Task details: How many of the lines below contain the word "List", with case counting? Reply with only the number.

Supplied data:
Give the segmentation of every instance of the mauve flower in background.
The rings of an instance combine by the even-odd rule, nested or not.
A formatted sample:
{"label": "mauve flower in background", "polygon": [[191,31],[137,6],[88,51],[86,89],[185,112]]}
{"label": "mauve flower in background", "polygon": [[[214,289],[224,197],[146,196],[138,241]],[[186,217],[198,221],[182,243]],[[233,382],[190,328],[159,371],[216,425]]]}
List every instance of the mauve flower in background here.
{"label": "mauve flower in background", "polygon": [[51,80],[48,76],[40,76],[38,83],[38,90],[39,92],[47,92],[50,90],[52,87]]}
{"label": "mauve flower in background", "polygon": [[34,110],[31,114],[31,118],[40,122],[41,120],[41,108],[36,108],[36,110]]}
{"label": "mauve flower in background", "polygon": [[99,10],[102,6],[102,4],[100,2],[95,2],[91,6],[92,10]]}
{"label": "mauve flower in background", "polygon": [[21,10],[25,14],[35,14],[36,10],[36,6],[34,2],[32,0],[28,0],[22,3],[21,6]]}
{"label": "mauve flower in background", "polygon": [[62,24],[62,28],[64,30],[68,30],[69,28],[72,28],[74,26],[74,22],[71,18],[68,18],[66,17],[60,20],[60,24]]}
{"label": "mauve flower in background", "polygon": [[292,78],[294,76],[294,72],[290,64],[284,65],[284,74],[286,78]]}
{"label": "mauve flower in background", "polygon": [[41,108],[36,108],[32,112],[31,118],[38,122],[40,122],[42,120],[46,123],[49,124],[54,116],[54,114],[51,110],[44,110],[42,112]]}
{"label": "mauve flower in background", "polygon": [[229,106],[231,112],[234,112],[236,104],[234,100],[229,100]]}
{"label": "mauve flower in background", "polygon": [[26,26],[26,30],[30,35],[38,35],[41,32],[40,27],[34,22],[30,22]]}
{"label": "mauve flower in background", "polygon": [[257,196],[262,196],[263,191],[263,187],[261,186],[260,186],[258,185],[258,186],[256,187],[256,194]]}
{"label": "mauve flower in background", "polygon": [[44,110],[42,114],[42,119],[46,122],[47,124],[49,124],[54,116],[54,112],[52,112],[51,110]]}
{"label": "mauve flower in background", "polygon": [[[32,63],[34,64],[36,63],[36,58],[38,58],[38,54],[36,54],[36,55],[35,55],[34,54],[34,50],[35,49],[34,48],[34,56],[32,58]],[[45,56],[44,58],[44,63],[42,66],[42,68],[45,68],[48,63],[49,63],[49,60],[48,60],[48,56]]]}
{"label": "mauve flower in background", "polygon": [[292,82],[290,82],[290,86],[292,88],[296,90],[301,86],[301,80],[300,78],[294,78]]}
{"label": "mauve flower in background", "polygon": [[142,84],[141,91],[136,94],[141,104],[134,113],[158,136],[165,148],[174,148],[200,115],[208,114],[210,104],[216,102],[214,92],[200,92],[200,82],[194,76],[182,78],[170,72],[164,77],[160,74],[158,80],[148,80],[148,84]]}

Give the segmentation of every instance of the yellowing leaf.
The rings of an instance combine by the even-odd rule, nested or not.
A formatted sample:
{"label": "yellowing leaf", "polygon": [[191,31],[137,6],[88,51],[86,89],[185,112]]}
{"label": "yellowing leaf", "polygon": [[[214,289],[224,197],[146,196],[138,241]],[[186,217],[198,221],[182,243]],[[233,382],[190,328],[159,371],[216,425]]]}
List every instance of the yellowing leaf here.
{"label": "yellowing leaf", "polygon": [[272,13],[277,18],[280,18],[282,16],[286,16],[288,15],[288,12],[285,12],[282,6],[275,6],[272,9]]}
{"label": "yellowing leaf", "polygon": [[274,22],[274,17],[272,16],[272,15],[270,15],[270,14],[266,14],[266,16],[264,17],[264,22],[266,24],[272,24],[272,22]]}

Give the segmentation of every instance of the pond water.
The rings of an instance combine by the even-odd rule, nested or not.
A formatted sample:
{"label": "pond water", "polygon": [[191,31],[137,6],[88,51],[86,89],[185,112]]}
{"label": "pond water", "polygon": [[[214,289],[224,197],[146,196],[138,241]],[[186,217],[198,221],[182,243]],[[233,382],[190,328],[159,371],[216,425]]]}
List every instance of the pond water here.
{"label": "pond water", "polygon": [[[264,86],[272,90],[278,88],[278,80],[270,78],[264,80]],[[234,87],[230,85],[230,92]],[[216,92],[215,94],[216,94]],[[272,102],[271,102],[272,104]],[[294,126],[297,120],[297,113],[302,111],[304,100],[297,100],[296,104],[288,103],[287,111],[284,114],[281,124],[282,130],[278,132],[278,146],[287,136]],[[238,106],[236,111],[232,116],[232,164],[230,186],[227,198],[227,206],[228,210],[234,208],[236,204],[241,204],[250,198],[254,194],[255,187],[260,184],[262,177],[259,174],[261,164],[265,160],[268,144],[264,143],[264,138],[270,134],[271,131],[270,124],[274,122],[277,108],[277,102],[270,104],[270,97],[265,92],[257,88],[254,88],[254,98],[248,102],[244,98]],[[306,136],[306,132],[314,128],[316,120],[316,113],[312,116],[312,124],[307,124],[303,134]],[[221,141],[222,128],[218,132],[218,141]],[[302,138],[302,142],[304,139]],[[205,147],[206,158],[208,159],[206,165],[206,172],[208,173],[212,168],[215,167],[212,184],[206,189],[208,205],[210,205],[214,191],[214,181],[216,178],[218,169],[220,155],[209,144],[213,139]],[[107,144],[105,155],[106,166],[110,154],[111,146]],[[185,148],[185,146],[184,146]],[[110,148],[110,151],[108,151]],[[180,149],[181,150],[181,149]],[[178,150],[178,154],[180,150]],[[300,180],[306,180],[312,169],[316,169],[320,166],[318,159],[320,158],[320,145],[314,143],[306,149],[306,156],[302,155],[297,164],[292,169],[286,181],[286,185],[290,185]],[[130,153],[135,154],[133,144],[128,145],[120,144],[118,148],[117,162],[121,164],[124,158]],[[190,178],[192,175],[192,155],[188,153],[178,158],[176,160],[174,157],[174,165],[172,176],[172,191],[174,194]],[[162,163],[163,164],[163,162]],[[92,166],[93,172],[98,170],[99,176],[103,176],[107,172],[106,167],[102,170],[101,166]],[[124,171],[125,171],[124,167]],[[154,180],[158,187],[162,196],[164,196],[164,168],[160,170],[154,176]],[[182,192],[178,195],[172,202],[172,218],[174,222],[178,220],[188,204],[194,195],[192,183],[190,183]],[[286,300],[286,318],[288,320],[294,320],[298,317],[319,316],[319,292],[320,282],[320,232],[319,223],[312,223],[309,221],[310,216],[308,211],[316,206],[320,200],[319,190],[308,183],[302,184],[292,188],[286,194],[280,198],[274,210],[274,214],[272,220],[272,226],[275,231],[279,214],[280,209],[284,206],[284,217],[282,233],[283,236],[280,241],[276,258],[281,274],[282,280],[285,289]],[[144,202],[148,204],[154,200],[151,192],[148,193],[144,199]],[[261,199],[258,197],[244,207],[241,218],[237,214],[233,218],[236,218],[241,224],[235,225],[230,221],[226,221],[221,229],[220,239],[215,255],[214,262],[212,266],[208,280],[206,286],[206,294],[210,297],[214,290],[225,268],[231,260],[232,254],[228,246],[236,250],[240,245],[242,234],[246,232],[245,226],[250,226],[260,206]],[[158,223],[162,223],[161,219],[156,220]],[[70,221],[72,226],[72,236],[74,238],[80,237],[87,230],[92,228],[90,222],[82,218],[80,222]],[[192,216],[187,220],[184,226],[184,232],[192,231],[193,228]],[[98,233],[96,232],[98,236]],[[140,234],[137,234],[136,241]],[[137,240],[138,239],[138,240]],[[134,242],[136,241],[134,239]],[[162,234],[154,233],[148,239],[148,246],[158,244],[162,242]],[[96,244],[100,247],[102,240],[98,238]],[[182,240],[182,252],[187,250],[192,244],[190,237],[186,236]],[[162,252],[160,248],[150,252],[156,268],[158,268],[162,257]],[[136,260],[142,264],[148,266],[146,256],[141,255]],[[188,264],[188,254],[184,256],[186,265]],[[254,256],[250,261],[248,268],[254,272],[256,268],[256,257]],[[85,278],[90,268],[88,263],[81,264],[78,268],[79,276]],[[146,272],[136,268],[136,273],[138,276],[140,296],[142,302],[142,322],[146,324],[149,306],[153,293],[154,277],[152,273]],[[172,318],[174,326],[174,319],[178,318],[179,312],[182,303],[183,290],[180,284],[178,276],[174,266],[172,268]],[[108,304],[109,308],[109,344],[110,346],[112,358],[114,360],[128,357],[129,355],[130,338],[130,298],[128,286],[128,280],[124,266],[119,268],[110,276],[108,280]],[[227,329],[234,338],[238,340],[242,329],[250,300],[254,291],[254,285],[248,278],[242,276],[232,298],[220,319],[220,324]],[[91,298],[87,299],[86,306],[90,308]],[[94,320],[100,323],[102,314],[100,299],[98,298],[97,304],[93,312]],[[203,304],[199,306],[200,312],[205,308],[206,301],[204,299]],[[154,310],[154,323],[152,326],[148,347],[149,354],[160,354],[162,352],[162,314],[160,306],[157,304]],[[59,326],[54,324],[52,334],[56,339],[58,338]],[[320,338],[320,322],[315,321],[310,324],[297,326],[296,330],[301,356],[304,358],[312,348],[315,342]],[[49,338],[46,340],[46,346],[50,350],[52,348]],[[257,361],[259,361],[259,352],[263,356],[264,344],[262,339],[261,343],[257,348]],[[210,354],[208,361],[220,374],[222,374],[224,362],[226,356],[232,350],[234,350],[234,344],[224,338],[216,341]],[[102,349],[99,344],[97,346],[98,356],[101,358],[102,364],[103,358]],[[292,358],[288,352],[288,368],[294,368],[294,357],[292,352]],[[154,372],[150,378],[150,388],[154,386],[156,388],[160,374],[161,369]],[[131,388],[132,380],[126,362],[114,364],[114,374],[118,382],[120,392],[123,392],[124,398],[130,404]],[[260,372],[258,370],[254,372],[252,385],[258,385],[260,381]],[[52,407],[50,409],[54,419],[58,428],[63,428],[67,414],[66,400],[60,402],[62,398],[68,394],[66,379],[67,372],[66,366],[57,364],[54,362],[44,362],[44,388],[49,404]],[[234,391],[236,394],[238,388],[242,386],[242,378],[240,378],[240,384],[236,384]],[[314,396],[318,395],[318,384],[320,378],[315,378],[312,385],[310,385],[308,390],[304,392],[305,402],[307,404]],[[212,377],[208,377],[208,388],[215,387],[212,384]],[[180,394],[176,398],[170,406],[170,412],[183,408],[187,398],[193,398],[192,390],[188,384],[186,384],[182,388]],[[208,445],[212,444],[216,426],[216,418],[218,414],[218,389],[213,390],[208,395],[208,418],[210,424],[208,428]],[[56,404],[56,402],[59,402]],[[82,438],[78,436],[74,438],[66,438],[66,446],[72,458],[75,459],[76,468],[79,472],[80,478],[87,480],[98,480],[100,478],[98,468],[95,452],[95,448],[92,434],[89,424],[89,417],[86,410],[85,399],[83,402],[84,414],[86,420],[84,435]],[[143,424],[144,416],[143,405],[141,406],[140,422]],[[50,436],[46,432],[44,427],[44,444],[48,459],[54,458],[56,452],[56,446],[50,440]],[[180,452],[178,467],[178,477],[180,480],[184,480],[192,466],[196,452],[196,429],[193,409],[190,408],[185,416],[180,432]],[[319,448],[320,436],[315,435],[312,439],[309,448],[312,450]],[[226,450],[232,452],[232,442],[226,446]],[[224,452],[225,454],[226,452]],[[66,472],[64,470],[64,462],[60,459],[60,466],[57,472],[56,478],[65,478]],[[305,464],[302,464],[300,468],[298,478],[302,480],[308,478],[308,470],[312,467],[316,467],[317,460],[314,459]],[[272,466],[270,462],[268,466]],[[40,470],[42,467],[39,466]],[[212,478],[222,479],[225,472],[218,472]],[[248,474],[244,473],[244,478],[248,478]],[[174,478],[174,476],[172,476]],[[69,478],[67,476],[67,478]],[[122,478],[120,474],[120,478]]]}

Result for this task: 3